Problem details –
Put the lines below into a JSON list of strings, with one string for each line and any blank lines left out.

Supplied records –
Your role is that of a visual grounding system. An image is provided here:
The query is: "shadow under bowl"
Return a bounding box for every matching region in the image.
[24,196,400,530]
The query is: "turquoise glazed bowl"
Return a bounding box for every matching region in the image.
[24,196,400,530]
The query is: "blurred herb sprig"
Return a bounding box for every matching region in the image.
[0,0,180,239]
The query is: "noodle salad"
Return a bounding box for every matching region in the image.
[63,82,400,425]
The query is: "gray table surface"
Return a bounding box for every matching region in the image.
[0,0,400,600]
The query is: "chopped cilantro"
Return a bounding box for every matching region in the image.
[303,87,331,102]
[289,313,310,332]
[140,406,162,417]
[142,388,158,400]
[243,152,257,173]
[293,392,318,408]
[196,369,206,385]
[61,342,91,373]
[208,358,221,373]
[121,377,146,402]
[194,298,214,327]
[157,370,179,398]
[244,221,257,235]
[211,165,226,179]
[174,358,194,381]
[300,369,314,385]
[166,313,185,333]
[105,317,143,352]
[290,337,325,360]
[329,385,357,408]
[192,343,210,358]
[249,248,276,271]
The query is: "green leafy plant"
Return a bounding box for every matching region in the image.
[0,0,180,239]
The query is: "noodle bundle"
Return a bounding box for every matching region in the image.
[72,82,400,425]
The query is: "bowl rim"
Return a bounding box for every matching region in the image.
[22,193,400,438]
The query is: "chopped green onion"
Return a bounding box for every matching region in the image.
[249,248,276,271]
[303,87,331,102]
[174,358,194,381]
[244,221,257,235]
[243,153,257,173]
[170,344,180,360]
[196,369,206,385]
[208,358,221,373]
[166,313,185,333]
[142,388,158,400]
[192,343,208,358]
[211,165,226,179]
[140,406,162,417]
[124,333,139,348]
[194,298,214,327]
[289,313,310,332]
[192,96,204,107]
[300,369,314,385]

Finished answer –
[
  "Your role is that of a visual grounding system. An image is provided here:",
  "The query is: \"shadow under bowl\"",
  "Return a bounding box for every matching region in the image.",
  "[24,196,400,530]",
  "The query is: \"turquoise glazed bowl\"",
  "Return a bounding box for every matching region in the image.",
  "[24,196,400,530]",
  "The query is: \"blurred herb sprig\"",
  "Return a bounding box for every matching region in the image.",
  "[0,0,180,239]",
  "The query is: \"noodle salad\"",
  "Return a bounding box for every matching region in the image.",
  "[63,82,400,425]",
  "The query is: \"gray table surface\"",
  "Return a bounding box for every matching region in the image.",
  "[0,0,400,600]",
  "The query is: \"chopped cilantro\"",
  "Return a bounding box for every matching region in the image.",
  "[303,87,331,102]",
  "[289,313,310,332]",
  "[140,406,162,417]",
  "[142,388,158,400]",
  "[243,152,257,173]",
  "[293,392,318,408]",
  "[196,369,206,385]",
  "[61,342,91,373]",
  "[208,358,221,373]",
  "[121,377,146,402]",
  "[194,298,214,327]",
  "[157,370,179,398]",
  "[244,221,257,235]",
  "[211,165,226,179]",
  "[174,358,194,381]",
  "[300,369,314,385]",
  "[166,313,185,333]",
  "[105,317,143,352]",
  "[290,337,325,360]",
  "[329,385,357,408]",
  "[192,343,210,358]",
  "[249,248,276,271]",
  "The query is: \"green leafy plant\"",
  "Return a bounding box for every matching region in the image.",
  "[0,0,180,239]",
  "The query is: \"noodle bundle\"",
  "Return a bounding box for every matching region in the image.",
  "[72,82,400,425]",
  "The query is: \"bowl rim\"",
  "Return a bounding box for every matching region in the image.",
  "[22,193,400,438]",
  "The query is: \"chopped green onion\"",
  "Return a bounding box for every matching region in the image.",
  "[249,248,276,271]",
  "[303,87,331,102]",
  "[174,358,194,381]",
  "[244,221,257,235]",
  "[243,153,257,173]",
  "[170,344,180,360]",
  "[196,369,206,385]",
  "[208,358,221,373]",
  "[166,313,185,333]",
  "[142,388,158,400]",
  "[192,343,208,358]",
  "[211,165,226,179]",
  "[140,406,162,417]",
  "[124,333,139,348]",
  "[194,298,214,327]",
  "[289,313,310,332]",
  "[192,96,204,107]",
  "[300,369,314,385]"
]